Render every line of the rows below as a JSON list of strings, one string per line, skipping blank lines and omitting the pictures.

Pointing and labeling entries
# # # # # # #

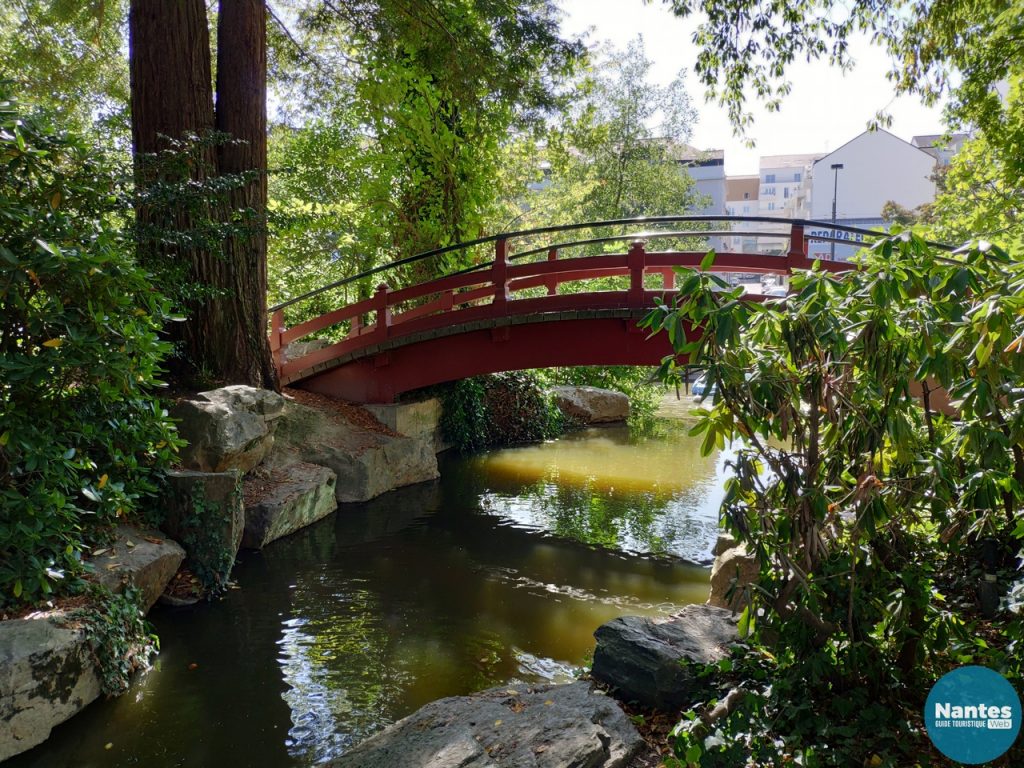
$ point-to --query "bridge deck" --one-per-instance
(501, 316)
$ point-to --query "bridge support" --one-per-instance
(558, 342)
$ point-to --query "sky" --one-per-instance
(825, 109)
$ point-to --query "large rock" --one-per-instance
(733, 566)
(46, 675)
(145, 558)
(204, 512)
(652, 663)
(414, 419)
(286, 500)
(592, 406)
(367, 463)
(227, 428)
(518, 726)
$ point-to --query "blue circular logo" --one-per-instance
(973, 715)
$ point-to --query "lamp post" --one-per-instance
(837, 167)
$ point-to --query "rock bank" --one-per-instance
(515, 726)
(592, 406)
(652, 663)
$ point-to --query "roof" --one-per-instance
(823, 158)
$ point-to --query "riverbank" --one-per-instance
(518, 563)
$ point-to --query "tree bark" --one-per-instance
(240, 328)
(224, 337)
(171, 101)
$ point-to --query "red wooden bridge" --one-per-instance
(515, 311)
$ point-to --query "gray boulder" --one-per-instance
(46, 676)
(288, 499)
(227, 428)
(517, 726)
(592, 406)
(733, 566)
(367, 463)
(145, 558)
(650, 663)
(205, 513)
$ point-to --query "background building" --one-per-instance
(741, 200)
(878, 167)
(784, 193)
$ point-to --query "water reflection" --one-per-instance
(501, 571)
(647, 495)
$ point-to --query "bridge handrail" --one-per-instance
(594, 225)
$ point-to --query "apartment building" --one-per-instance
(861, 176)
(741, 200)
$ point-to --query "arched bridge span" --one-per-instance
(542, 306)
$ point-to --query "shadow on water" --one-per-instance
(500, 571)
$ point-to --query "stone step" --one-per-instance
(286, 499)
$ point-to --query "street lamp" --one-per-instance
(837, 167)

# # # # # # #

# [Exercise response]
[
  "$ point-to --query \"bridge deck\" --one-per-instance",
  "(501, 316)",
  "$ point-to --query \"bridge support\" --one-per-instance",
  "(558, 342)",
  "$ point-to --query \"sky\" --one-per-instance",
  "(825, 109)",
  "$ point-to --query \"large rock\" --one-per-instance",
  "(733, 566)",
  "(46, 675)",
  "(145, 558)",
  "(204, 512)",
  "(652, 663)",
  "(414, 419)",
  "(286, 500)",
  "(592, 406)",
  "(367, 463)",
  "(227, 428)",
  "(518, 726)",
  "$ point-to --query \"blue circular logo\" --one-per-instance",
  "(973, 715)",
  "$ point-to --query \"lamp post\" --one-per-instance",
  "(837, 167)",
  "$ point-to --query \"rock bank\" --one-per-instance",
  "(515, 726)",
  "(592, 406)",
  "(652, 663)",
  "$ point-to --query \"roof\" --one-per-instance",
  "(823, 158)",
  "$ point-to --query \"riverbank\" --one-per-instance",
  "(518, 563)",
  "$ point-to --query \"tree bark\" --one-per-instance",
  "(240, 328)",
  "(224, 337)",
  "(171, 101)",
  "$ point-to --query \"red wooden bridge\" --one-per-instance",
  "(515, 311)",
  "$ point-to --query \"gray boulder\" --one-per-instance",
  "(46, 676)",
  "(288, 499)",
  "(227, 428)",
  "(517, 726)",
  "(592, 406)",
  "(733, 566)",
  "(367, 463)",
  "(145, 558)",
  "(650, 663)",
  "(205, 513)",
  "$ point-to --query \"background building\" --one-per-instance",
  "(741, 200)",
  "(878, 167)",
  "(784, 193)",
  "$ point-to --query \"water reflection\" --one-per-instance",
  "(501, 571)",
  "(647, 495)",
  "$ point-to --query \"bridge handrail\" --one-per-instance",
  "(594, 225)",
  "$ point-to --query \"apartment building\" --one-per-instance",
  "(861, 176)",
  "(741, 200)",
  "$ point-to --query \"arched bridge span\" --one-per-instance",
  "(542, 306)",
  "$ point-to --query \"shadow on water\" --one-per-instance",
  "(500, 571)",
  "$ point-to --query \"stone step\" --one-per-instance",
  "(286, 499)",
  "$ point-to --query \"street lamp\" --one-per-instance",
  "(837, 167)"
]